BRIEF>
Give the entries again exactly, every one of them.

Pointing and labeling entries

......

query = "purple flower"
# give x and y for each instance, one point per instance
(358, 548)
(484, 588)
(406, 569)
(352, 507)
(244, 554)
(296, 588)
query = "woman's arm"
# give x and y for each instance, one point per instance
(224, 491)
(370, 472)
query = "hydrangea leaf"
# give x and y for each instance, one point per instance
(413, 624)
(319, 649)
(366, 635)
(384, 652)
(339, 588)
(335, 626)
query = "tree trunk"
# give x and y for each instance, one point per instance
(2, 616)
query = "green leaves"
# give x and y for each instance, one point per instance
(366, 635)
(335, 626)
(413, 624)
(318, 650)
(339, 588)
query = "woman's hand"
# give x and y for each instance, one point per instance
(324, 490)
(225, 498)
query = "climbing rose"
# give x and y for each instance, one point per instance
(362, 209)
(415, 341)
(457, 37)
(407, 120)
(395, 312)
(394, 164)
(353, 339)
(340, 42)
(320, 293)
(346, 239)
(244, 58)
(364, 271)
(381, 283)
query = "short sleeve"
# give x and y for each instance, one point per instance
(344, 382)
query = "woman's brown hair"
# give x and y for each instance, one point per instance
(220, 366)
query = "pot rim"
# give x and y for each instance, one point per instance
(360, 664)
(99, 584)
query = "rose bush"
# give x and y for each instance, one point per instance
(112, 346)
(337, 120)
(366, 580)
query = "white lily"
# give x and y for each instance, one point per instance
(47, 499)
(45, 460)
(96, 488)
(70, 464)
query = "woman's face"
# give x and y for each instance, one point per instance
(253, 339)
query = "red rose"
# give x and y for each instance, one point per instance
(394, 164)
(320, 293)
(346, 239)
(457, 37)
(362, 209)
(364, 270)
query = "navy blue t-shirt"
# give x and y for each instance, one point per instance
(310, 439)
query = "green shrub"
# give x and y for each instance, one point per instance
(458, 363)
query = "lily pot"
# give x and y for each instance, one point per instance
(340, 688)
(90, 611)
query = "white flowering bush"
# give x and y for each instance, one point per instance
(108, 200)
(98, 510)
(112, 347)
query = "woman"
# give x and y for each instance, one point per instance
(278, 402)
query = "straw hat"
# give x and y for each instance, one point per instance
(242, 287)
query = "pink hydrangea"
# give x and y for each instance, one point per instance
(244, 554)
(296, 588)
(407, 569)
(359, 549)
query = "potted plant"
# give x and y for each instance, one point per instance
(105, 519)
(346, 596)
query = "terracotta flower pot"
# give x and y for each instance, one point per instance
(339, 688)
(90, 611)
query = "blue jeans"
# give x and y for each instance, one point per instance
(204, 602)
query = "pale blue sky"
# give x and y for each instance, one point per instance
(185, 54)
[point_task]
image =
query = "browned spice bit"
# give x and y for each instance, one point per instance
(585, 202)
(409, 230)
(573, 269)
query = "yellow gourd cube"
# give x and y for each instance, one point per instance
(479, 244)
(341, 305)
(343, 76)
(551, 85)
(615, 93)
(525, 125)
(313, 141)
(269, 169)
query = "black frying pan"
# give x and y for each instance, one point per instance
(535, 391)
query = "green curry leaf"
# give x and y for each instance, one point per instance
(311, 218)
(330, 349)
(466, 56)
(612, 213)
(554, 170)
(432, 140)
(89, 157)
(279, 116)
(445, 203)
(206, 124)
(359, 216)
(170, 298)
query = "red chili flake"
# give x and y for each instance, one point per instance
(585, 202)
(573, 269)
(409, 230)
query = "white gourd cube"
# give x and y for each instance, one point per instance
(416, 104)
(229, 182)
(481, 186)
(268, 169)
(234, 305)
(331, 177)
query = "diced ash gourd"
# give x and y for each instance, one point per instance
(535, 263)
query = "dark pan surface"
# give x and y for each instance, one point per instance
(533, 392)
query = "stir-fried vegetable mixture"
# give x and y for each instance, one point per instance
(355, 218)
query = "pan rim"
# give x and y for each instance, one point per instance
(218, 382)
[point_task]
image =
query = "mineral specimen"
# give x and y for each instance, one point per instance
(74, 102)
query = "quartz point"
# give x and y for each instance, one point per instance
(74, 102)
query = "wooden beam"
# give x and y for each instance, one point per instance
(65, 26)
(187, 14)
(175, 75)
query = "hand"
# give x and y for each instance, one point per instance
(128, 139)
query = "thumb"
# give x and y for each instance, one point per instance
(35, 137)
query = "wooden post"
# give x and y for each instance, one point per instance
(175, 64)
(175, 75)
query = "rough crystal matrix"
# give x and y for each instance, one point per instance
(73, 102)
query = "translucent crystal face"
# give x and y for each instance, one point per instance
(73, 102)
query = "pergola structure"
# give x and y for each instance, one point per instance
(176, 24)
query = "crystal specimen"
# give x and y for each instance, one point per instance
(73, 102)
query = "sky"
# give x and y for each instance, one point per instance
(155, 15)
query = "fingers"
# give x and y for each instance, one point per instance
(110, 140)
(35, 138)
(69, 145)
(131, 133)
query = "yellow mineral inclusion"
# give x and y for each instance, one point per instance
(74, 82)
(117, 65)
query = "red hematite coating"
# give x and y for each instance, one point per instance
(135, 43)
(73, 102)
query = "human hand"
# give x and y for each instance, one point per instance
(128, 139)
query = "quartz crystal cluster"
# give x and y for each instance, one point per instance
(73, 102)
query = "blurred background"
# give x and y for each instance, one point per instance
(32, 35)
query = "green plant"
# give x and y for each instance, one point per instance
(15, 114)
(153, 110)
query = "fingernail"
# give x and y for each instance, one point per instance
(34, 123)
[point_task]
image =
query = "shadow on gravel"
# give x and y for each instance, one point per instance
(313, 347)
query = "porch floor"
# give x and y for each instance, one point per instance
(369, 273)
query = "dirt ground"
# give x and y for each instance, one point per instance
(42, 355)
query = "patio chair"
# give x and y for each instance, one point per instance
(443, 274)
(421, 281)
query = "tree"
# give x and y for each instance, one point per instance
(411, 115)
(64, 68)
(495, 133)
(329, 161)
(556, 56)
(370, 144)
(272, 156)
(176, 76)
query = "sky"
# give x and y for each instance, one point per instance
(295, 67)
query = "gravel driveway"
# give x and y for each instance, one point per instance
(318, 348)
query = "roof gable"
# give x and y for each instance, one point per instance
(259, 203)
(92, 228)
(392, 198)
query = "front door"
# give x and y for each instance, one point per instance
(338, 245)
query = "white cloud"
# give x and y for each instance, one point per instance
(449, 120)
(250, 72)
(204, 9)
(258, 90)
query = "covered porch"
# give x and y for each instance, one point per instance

......

ANSWER BELOW>
query = "purple flower"
# give x and y for each instance, one point per instance
(358, 548)
(484, 588)
(406, 569)
(352, 507)
(244, 554)
(296, 588)
query = "woman's arm"
# give x and y for each instance, one point per instance
(224, 491)
(370, 472)
query = "hydrangea leaf"
# give x and y for each instance, one point per instance
(413, 624)
(319, 649)
(366, 635)
(384, 652)
(339, 588)
(335, 626)
query = "tree trunk"
# give x and y for each instance, one point per instance
(2, 616)
query = "green leaves"
# give x and y for each instance, one point per instance
(366, 635)
(335, 626)
(413, 624)
(318, 650)
(339, 588)
query = "woman's hand"
# give x and y for each instance, one point per instance
(324, 490)
(225, 498)
query = "climbing rose"
# give x and y for each instance, one point per instance
(362, 209)
(415, 341)
(457, 37)
(407, 120)
(395, 312)
(394, 164)
(353, 339)
(340, 42)
(320, 293)
(346, 239)
(244, 58)
(364, 271)
(381, 283)
query = "short sleeve"
# give x and y for each instance, one point per instance
(344, 382)
query = "woman's brown hair"
# give x and y for each instance, one point per instance
(220, 366)
query = "pot rim"
# give x and y for each instance, one point per instance
(360, 664)
(99, 584)
query = "rose bush"
# give x and y for each instance, one point per instance
(112, 346)
(337, 120)
(366, 580)
query = "white lily"
# give x and y for each instance, one point per instance
(47, 499)
(45, 460)
(96, 488)
(70, 464)
query = "woman's face"
# give x and y for each instance, one point per instance
(253, 339)
query = "red rose"
# give x and y for each instance, one point per instance
(394, 164)
(320, 293)
(346, 239)
(457, 37)
(362, 209)
(364, 270)
query = "navy blue t-shirt"
# give x and y for each instance, one point per instance
(310, 439)
query = "green shrub"
# give x and y for each instance, one point per instance
(458, 363)
query = "lily pot"
# give x and y for each instance, one point per instance
(340, 688)
(90, 611)
query = "white flowering bush"
# give x and y for each instance, one point per instance
(108, 200)
(98, 510)
(112, 347)
query = "woman"
# give x and y for each instance, one point per instance
(278, 402)
query = "straw hat"
# give x and y for each instance, one point per instance
(242, 287)
query = "pink hydrangea"
# give x and y for each instance, one point per instance
(244, 554)
(296, 588)
(407, 569)
(359, 549)
query = "potted plant"
# give x and y for each instance, one point per instance
(105, 519)
(346, 596)
query = "terracotta flower pot"
# give x and y for each instance, one point per instance
(339, 688)
(90, 611)
query = "blue jeans"
# give x and y for each instance, one point per instance
(204, 602)
query = "pale blue sky"
# give x and y for each instance, one point per instance
(185, 54)
[point_task]
image =
query = "browned spice bit"
# give x and y for each instance, one point per instance
(585, 202)
(409, 230)
(573, 269)
query = "yellow gourd cube"
# give x and y for each instance, one point per instance
(479, 244)
(341, 305)
(343, 76)
(551, 85)
(615, 93)
(525, 125)
(313, 141)
(269, 169)
query = "black frying pan"
# give x and y for each instance, one point per instance
(535, 391)
query = "green curry leaf"
# give x and y for each instance, one point per instance
(311, 218)
(330, 349)
(466, 56)
(612, 213)
(554, 170)
(432, 140)
(89, 157)
(279, 116)
(445, 203)
(206, 124)
(359, 216)
(170, 298)
query = "red chili flake"
# give x and y for each instance, one point per instance
(585, 202)
(573, 269)
(409, 230)
query = "white gourd cube"
# give x and y for each instance, one point per instance
(416, 104)
(229, 182)
(481, 186)
(268, 169)
(234, 305)
(331, 177)
query = "diced ash gourd"
# give x and y for each instance, one point per instance
(535, 263)
query = "dark pan surface"
# give x and y for each instance, one point per instance
(533, 392)
query = "stir-fried vegetable mixture"
# give x and y for each instance, one point per instance
(355, 218)
query = "pan rim"
# give x and y for each instance, one point per instance
(218, 382)
[point_task]
image =
query = "mineral specimen"
# give x and y for each instance, one point per instance
(74, 102)
query = "quartz point"
# give x and y for each instance, one point per instance
(74, 102)
query = "wooden beam"
# give x and y for each instance, one point per instance
(65, 26)
(187, 14)
(175, 75)
query = "hand"
# give x and y for each instance, one point per instance
(128, 139)
query = "thumb"
# give x and y for each instance, one point per instance
(35, 137)
query = "wooden post"
# give x and y for each instance, one point per instance
(175, 64)
(175, 75)
query = "rough crystal matrix"
# give x and y for each instance, one point per instance
(73, 102)
query = "translucent crystal face"
# give x and y for each instance, one point per instance
(73, 102)
query = "pergola structure"
# give x and y for each instance, one point per instance
(176, 24)
query = "crystal specimen"
# give x and y for each instance, one point per instance
(73, 102)
query = "sky"
# give x and y for each instance, one point per instance
(155, 15)
query = "fingers"
# give x and y for each instance, one point per instance
(110, 140)
(35, 138)
(69, 145)
(131, 133)
query = "yellow mineral inclusion"
# give x and y for each instance, one point per instance
(74, 82)
(117, 65)
query = "red hematite coating"
# give x and y for each instance, one point per instance
(135, 43)
(73, 102)
query = "human hand"
# give x and y for each instance, one point per instance
(128, 139)
query = "quartz crystal cluster"
# give x and y for each instance, one point per instance
(73, 102)
query = "blurred background"
# give x and y for each instance, one point per instance
(32, 35)
query = "green plant"
# give x and y for each instance, one point per instance
(15, 114)
(153, 110)
query = "fingernail"
# give x and y for each instance, one point per instance
(34, 123)
[point_task]
image =
query = "shadow on gravel"
# give x and y for each instance, one point per instance
(313, 347)
query = "porch floor"
# give x and y for each instance, one point per instance
(369, 273)
query = "dirt ground"
# give x and y for each instance, one point per instance
(42, 355)
query = "patio chair"
# give x and y for each instance, one point per instance
(443, 274)
(421, 281)
query = "tree"
# give x and y for each instance, one point per instance
(411, 115)
(64, 68)
(495, 133)
(329, 161)
(556, 56)
(370, 144)
(272, 156)
(176, 76)
query = "sky"
# give x and y for each instance, one point per instance
(295, 67)
query = "gravel driveway"
# give x and y for each instance, one point per instance
(318, 348)
query = "roof gable"
# give x and y for each instance, one point per instance
(259, 203)
(92, 228)
(392, 198)
query = "front door"
# give x and y for each instance, one point per instance
(338, 245)
query = "white cloud"
# give x and y for each instance, one point per instance
(449, 120)
(250, 72)
(204, 9)
(258, 90)
query = "covered porch"
# give x and y for each instance, one point per instance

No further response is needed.